## begin
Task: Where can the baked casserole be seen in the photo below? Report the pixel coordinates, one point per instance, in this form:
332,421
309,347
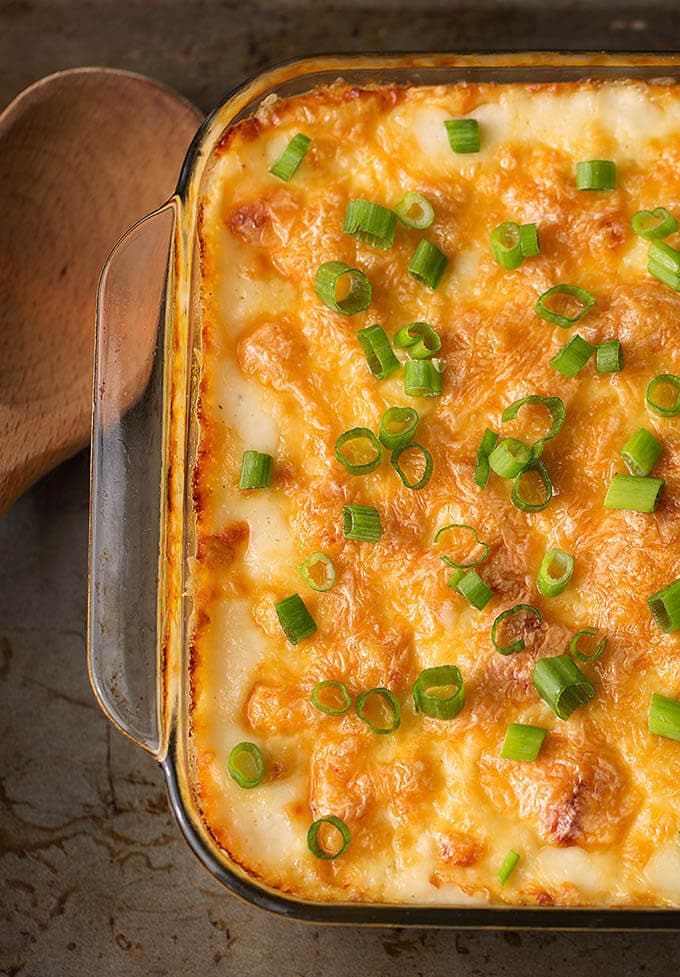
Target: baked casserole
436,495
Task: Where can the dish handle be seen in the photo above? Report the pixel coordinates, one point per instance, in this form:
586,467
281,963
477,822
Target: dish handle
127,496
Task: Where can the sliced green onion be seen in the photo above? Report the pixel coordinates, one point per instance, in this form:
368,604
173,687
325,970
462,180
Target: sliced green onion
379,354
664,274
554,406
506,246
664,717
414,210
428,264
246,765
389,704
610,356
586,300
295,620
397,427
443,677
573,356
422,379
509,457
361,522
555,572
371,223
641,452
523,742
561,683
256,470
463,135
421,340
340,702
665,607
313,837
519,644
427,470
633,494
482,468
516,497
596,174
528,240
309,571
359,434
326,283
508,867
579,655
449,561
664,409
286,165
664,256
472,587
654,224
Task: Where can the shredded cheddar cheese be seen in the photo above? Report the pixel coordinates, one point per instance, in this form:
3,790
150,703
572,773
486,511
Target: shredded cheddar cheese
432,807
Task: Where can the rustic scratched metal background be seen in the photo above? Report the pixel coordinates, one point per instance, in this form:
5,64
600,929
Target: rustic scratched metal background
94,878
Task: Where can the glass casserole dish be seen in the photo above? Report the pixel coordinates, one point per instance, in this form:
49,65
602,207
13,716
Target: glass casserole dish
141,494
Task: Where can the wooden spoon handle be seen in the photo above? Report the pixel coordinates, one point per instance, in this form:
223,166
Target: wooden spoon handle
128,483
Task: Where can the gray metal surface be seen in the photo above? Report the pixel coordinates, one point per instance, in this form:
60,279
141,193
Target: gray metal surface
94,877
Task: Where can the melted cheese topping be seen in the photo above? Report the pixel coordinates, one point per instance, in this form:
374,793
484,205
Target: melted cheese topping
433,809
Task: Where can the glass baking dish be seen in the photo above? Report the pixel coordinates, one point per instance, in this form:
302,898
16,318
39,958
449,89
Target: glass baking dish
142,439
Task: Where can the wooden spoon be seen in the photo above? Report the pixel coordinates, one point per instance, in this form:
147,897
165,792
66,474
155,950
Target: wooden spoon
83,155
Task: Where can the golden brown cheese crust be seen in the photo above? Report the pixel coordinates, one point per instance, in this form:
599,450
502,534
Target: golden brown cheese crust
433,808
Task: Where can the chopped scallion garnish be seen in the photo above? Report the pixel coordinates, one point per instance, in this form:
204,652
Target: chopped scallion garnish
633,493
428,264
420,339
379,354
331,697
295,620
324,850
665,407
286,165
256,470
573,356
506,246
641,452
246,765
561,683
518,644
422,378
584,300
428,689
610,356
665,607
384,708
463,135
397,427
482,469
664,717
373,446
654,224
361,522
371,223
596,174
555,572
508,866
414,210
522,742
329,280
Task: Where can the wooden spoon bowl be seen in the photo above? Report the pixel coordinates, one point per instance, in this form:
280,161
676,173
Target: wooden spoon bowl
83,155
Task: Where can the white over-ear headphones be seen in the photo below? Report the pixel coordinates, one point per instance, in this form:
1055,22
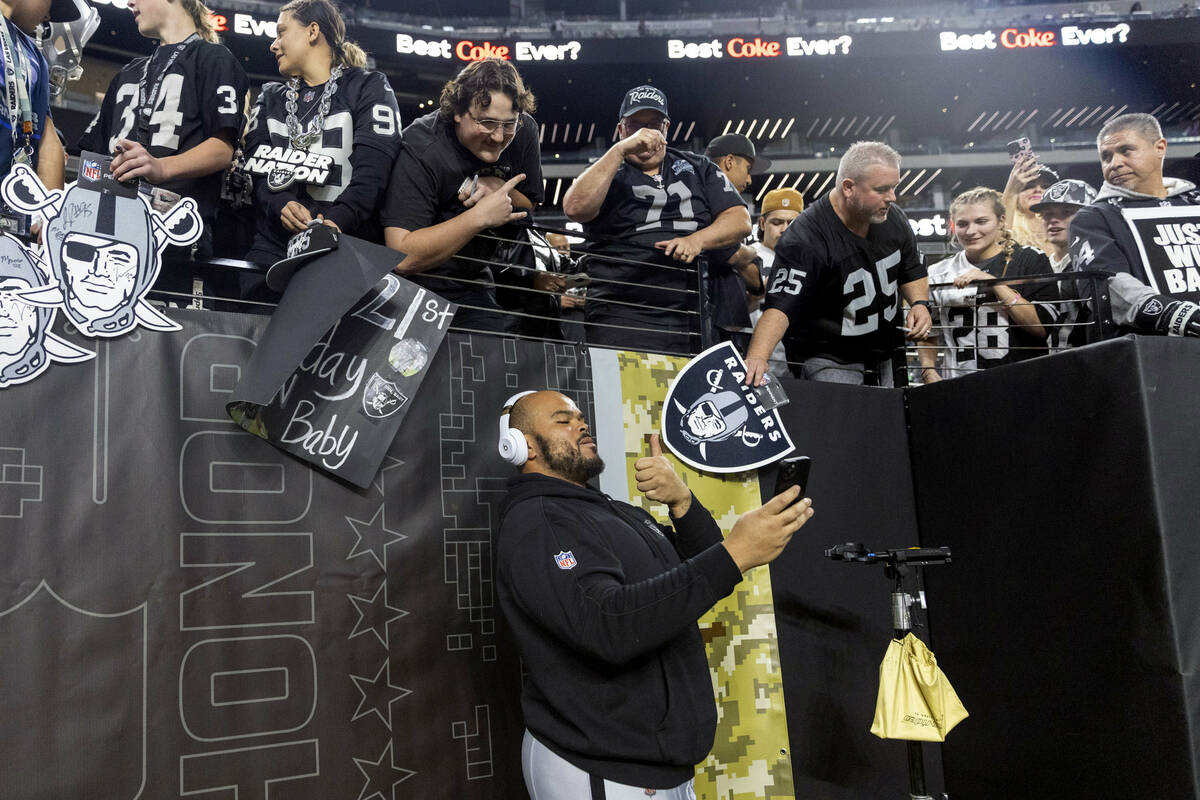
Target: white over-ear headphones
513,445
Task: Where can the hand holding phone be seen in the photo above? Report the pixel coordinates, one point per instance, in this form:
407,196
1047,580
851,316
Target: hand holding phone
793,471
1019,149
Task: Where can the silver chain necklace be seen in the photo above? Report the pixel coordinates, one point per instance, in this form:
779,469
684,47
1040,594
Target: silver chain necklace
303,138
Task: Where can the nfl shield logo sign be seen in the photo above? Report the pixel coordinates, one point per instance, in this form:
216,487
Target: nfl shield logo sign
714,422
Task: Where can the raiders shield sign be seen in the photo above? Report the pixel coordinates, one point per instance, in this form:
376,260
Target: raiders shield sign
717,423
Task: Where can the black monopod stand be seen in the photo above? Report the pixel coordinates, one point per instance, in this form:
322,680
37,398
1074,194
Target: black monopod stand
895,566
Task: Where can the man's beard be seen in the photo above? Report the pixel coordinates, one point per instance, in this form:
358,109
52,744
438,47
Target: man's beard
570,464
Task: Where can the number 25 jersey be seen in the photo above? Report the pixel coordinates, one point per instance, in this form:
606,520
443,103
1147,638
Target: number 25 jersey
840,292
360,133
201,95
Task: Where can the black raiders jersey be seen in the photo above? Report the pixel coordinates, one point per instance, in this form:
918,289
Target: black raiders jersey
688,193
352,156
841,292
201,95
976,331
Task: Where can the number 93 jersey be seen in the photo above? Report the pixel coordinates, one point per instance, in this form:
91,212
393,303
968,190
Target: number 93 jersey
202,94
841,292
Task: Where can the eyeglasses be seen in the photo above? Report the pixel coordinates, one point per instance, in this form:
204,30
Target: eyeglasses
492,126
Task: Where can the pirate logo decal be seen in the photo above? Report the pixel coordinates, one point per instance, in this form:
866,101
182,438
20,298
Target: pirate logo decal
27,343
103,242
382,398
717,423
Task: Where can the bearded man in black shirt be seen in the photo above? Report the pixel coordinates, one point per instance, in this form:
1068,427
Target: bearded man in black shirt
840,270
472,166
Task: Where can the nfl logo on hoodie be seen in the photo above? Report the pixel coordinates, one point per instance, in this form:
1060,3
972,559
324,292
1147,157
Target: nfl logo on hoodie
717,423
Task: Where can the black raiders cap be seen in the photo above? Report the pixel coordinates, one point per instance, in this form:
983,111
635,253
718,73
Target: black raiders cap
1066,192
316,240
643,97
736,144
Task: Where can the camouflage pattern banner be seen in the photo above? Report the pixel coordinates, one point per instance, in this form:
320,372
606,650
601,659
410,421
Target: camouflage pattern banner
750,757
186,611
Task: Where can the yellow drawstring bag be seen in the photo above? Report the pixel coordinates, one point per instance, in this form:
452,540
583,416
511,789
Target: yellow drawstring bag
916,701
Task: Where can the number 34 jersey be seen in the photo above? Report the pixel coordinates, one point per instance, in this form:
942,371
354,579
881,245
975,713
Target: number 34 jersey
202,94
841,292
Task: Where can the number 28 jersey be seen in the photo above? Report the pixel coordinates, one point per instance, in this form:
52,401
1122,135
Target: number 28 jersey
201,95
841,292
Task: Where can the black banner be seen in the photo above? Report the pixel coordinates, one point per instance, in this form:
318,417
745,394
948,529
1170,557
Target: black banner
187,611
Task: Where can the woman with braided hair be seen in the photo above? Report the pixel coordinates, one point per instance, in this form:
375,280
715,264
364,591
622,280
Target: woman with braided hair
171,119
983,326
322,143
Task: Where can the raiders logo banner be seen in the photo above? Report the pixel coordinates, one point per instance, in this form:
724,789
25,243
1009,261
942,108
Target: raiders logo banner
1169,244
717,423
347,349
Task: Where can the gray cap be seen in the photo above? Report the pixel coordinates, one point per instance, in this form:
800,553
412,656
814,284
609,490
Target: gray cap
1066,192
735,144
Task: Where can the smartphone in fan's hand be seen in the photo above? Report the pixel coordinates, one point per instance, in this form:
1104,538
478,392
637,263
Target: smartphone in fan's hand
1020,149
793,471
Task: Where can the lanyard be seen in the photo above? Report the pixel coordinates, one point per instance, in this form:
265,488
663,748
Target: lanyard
## end
(YOUR INSTRUCTIONS)
Could you give back the records from the line containing "Task: Where can the gray cap" through the end of the records, substituting "neck strap" for every "lanyard" and leaving everything else unchanged? Give only those lines.

(ANSWER BELOW)
Task: Where can the gray cap be seen in the photo above? Report the pixel coordinates, one point per instance, in this form:
800,553
412,656
814,284
609,490
Target: gray cap
1066,192
735,144
Task: Where can the smartphone in fan's hand be seen in the photo above? Report the pixel coordinates, one point per instance, in this form:
1104,538
478,392
637,263
Target: smartphone in fan's hand
1020,149
793,471
Task: Where can the neck strap be seen in the photo above? Report the pixel coordinates, one point per instance, in this form:
265,488
663,748
Target: neck strap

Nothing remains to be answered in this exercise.